[Extracted information]:
* Begin *

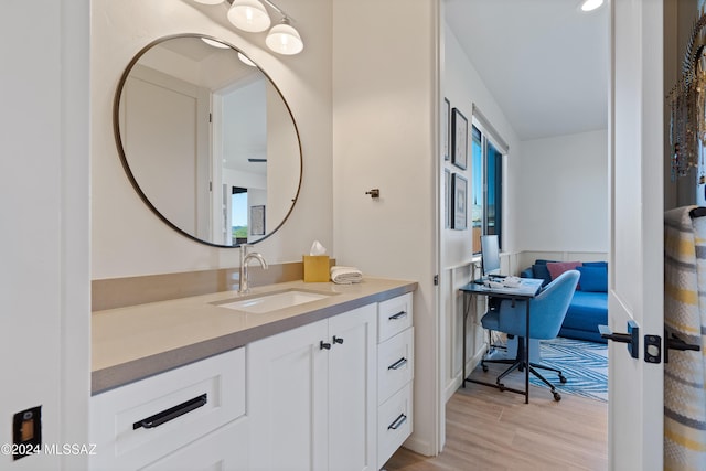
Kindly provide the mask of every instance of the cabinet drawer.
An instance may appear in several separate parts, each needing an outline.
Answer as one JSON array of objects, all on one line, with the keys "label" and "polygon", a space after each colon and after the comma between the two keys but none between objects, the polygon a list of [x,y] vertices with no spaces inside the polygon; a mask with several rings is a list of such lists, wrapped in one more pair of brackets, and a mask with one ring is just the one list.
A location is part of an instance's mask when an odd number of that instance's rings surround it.
[{"label": "cabinet drawer", "polygon": [[411,433],[411,383],[407,383],[377,409],[377,469]]},{"label": "cabinet drawer", "polygon": [[414,328],[409,328],[377,349],[377,400],[387,400],[414,377]]},{"label": "cabinet drawer", "polygon": [[384,342],[411,325],[411,292],[382,301],[377,307],[377,341]]},{"label": "cabinet drawer", "polygon": [[90,398],[94,469],[137,469],[245,414],[245,349]]}]

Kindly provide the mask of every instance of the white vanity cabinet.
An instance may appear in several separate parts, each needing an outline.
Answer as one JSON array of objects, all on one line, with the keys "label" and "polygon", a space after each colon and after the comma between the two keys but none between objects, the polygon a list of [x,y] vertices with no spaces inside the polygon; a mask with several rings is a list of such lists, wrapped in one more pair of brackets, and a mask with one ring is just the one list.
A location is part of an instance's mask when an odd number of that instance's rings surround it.
[{"label": "white vanity cabinet", "polygon": [[92,470],[246,470],[245,349],[90,398]]},{"label": "white vanity cabinet", "polygon": [[376,469],[377,304],[247,346],[252,470]]},{"label": "white vanity cabinet", "polygon": [[377,322],[377,469],[381,469],[413,430],[413,295],[381,302]]}]

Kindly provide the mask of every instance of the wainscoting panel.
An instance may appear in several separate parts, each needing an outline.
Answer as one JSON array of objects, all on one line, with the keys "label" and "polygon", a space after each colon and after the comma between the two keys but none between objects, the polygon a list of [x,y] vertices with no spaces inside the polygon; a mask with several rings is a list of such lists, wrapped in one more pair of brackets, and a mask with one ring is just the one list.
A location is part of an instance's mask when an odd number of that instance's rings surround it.
[{"label": "wainscoting panel", "polygon": [[[458,265],[447,268],[446,279],[448,283],[448,295],[445,312],[446,319],[446,345],[447,372],[446,372],[446,399],[448,400],[453,393],[461,386],[463,362],[466,362],[467,372],[472,371],[480,362],[486,345],[483,335],[483,329],[480,325],[480,318],[485,312],[485,299],[477,299],[477,302],[470,307],[467,330],[463,332],[463,295],[459,288],[467,285],[470,280],[481,276],[480,265],[470,261],[468,264]],[[463,335],[466,335],[466,358],[463,358]]]}]

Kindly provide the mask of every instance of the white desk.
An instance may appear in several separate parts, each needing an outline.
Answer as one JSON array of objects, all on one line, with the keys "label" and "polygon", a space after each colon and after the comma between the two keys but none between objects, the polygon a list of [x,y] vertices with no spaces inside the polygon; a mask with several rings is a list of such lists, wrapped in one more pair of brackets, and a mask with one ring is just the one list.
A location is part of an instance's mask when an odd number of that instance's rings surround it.
[{"label": "white desk", "polygon": [[[470,283],[459,288],[463,292],[463,381],[461,383],[462,387],[466,387],[466,382],[482,384],[484,386],[491,386],[500,389],[501,387],[493,383],[480,382],[477,379],[469,379],[466,375],[466,325],[468,322],[468,312],[471,307],[471,301],[477,296],[492,296],[493,298],[503,298],[503,299],[514,299],[521,301],[528,301],[539,292],[542,288],[542,283],[544,280],[535,279],[535,278],[522,278],[521,283],[516,288],[489,288],[484,285],[480,285],[471,281]],[[525,303],[527,306],[526,312],[526,332],[530,333],[530,302]],[[527,338],[524,342],[524,361],[528,362],[530,360],[530,339]],[[525,365],[525,389],[515,389],[512,387],[502,387],[503,390],[510,390],[512,393],[522,394],[525,396],[525,404],[530,403],[530,368]]]}]

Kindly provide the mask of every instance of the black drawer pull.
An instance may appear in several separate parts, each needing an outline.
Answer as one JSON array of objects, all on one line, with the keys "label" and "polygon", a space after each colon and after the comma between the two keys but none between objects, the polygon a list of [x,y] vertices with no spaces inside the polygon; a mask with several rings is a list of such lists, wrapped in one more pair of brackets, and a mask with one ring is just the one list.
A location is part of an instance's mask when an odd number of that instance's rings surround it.
[{"label": "black drawer pull", "polygon": [[392,365],[387,366],[387,370],[399,370],[406,364],[407,364],[407,358],[402,357],[397,360],[395,363],[393,363]]},{"label": "black drawer pull", "polygon": [[194,397],[193,399],[189,399],[185,403],[181,403],[178,406],[170,407],[169,409],[162,410],[161,413],[157,413],[153,416],[150,416],[146,419],[138,420],[132,424],[132,430],[137,430],[138,428],[154,428],[159,427],[162,424],[167,424],[170,420],[175,419],[176,417],[183,416],[184,414],[191,413],[199,407],[203,407],[208,402],[208,398],[205,394],[202,394],[199,397]]},{"label": "black drawer pull", "polygon": [[397,430],[406,421],[407,421],[407,416],[404,414],[400,414],[399,417],[397,417],[395,421],[387,427],[387,430]]},{"label": "black drawer pull", "polygon": [[396,314],[391,315],[391,317],[389,317],[389,318],[387,318],[387,319],[388,319],[388,320],[391,320],[391,321],[396,321],[397,319],[402,319],[402,318],[404,318],[404,317],[406,317],[406,315],[407,315],[407,311],[399,311],[399,312],[397,312]]}]

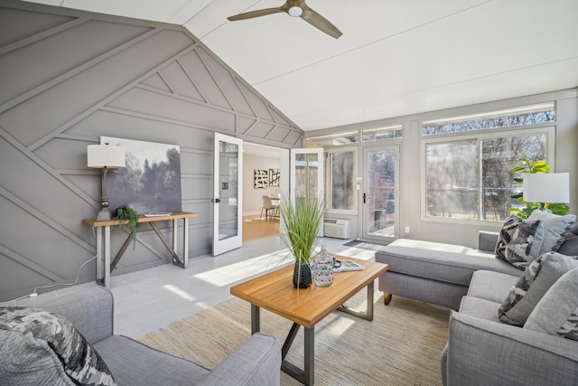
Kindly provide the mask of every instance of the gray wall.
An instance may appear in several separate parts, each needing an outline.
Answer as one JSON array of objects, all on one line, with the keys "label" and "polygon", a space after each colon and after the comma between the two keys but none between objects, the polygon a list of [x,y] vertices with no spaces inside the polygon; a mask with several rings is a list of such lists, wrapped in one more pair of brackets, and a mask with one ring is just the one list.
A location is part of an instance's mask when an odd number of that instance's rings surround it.
[{"label": "gray wall", "polygon": [[[0,301],[70,282],[95,255],[81,220],[100,205],[100,172],[86,164],[100,136],[180,146],[182,210],[199,214],[190,257],[208,253],[214,132],[284,148],[303,134],[179,26],[4,1]],[[170,261],[152,231],[137,240],[113,275]],[[79,282],[94,278],[93,261]]]}]

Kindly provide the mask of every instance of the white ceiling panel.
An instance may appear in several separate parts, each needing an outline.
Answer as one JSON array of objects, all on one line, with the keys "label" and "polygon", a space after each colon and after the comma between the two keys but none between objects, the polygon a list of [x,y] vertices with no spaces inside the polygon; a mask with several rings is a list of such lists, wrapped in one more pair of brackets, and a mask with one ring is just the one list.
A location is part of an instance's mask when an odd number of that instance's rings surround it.
[{"label": "white ceiling panel", "polygon": [[576,0],[307,0],[337,40],[285,14],[227,20],[283,4],[61,5],[184,25],[303,130],[578,86]]},{"label": "white ceiling panel", "polygon": [[61,6],[136,19],[166,22],[189,0],[63,0]]}]

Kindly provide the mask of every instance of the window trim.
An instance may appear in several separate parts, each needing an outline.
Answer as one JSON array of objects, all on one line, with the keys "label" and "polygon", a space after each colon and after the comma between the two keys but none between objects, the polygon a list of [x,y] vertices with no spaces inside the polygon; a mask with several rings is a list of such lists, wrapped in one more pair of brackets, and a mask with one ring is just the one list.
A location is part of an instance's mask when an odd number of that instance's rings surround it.
[{"label": "window trim", "polygon": [[[434,217],[434,216],[427,216],[426,209],[427,209],[427,186],[426,180],[427,176],[425,175],[427,165],[426,161],[427,157],[425,156],[425,147],[428,144],[435,144],[435,143],[449,143],[449,142],[458,142],[458,141],[466,141],[466,140],[475,140],[476,147],[478,154],[480,154],[480,143],[483,139],[490,139],[490,138],[507,138],[511,137],[521,137],[521,136],[531,136],[537,134],[545,134],[547,138],[546,145],[546,162],[552,166],[553,170],[555,170],[555,123],[552,125],[552,122],[549,122],[549,125],[543,126],[541,127],[534,127],[534,128],[511,128],[509,130],[480,130],[476,132],[467,132],[466,134],[455,135],[452,134],[450,136],[426,136],[423,137],[420,140],[420,220],[422,221],[427,222],[443,222],[443,223],[453,223],[453,224],[463,224],[463,225],[496,225],[502,224],[503,221],[494,221],[494,220],[465,220],[465,219],[455,219],[451,217]],[[480,167],[481,164],[478,163],[478,167]],[[481,174],[480,173],[480,175]],[[480,186],[481,188],[481,186]],[[480,199],[480,190],[478,192],[478,199]],[[479,208],[480,210],[480,208]]]}]

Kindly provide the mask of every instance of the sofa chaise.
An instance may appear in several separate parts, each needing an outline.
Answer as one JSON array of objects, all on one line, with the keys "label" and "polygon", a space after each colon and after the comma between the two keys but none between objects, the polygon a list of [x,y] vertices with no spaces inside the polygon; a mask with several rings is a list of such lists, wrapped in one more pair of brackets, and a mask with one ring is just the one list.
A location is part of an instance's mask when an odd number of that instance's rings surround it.
[{"label": "sofa chaise", "polygon": [[[280,382],[281,347],[274,336],[250,336],[210,371],[128,337],[113,334],[113,296],[105,288],[95,287],[47,300],[42,297],[41,295],[33,299],[33,304],[23,309],[0,307],[0,384],[268,386]],[[31,314],[31,308],[52,314]],[[21,316],[10,318],[10,313],[20,313]],[[33,319],[39,321],[38,328],[31,327],[35,323]],[[86,339],[88,344],[84,347],[79,336],[63,336],[62,331],[70,324]],[[47,332],[47,325],[48,334],[52,333],[52,336],[39,336]],[[69,345],[72,349],[63,348],[67,343],[71,343]],[[70,354],[76,347],[81,349]],[[92,349],[97,353],[91,356],[93,365],[79,371],[78,355]],[[103,368],[97,356],[107,369]],[[78,381],[79,377],[84,377],[83,381]]]},{"label": "sofa chaise", "polygon": [[552,216],[534,215],[544,242],[525,269],[497,258],[503,240],[490,232],[478,249],[398,240],[376,253],[389,265],[379,278],[386,305],[395,294],[453,309],[444,385],[578,385],[578,224]]}]

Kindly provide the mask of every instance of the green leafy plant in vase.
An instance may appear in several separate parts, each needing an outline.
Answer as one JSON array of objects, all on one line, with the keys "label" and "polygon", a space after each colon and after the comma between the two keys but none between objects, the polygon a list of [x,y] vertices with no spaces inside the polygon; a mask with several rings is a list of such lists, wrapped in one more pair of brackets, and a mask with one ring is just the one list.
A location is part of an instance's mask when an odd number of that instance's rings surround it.
[{"label": "green leafy plant in vase", "polygon": [[[519,185],[524,183],[524,174],[548,173],[548,171],[550,170],[550,165],[544,160],[532,162],[528,158],[522,158],[520,159],[520,162],[522,163],[521,165],[517,165],[510,170],[511,174],[522,174],[520,177],[514,177],[514,182]],[[524,201],[523,192],[512,194],[510,195],[510,198],[517,199],[523,205],[526,205],[523,208],[511,208],[509,210],[510,212],[516,213],[523,219],[527,219],[528,216],[532,214],[532,212],[536,211],[536,209],[540,209],[542,205],[541,202],[527,202],[526,201]],[[558,214],[561,216],[568,214],[568,212],[570,212],[570,207],[567,204],[561,202],[544,202],[544,209],[554,214]]]},{"label": "green leafy plant in vase", "polygon": [[[133,249],[136,244],[136,226],[138,225],[138,213],[127,204],[120,205],[117,208],[117,221],[128,221],[130,235],[133,238]],[[124,227],[125,224],[121,224]]]},{"label": "green leafy plant in vase", "polygon": [[294,285],[297,288],[311,286],[309,259],[317,246],[323,219],[323,202],[320,197],[298,197],[294,202],[282,195],[279,211],[283,231],[281,238],[295,259]]}]

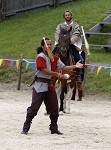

* End *

[Work required]: Pull out every line of the data that contains the word "ceiling" and copy each one in full.

[Answer to the problem]:
Kindly provide the mask of every instance of the white ceiling panel.
[{"label": "white ceiling panel", "polygon": [[576,0],[307,0],[337,40],[285,14],[227,20],[283,4],[61,5],[184,25],[303,130],[578,86]]},{"label": "white ceiling panel", "polygon": [[61,6],[136,19],[166,22],[189,0],[63,0]]}]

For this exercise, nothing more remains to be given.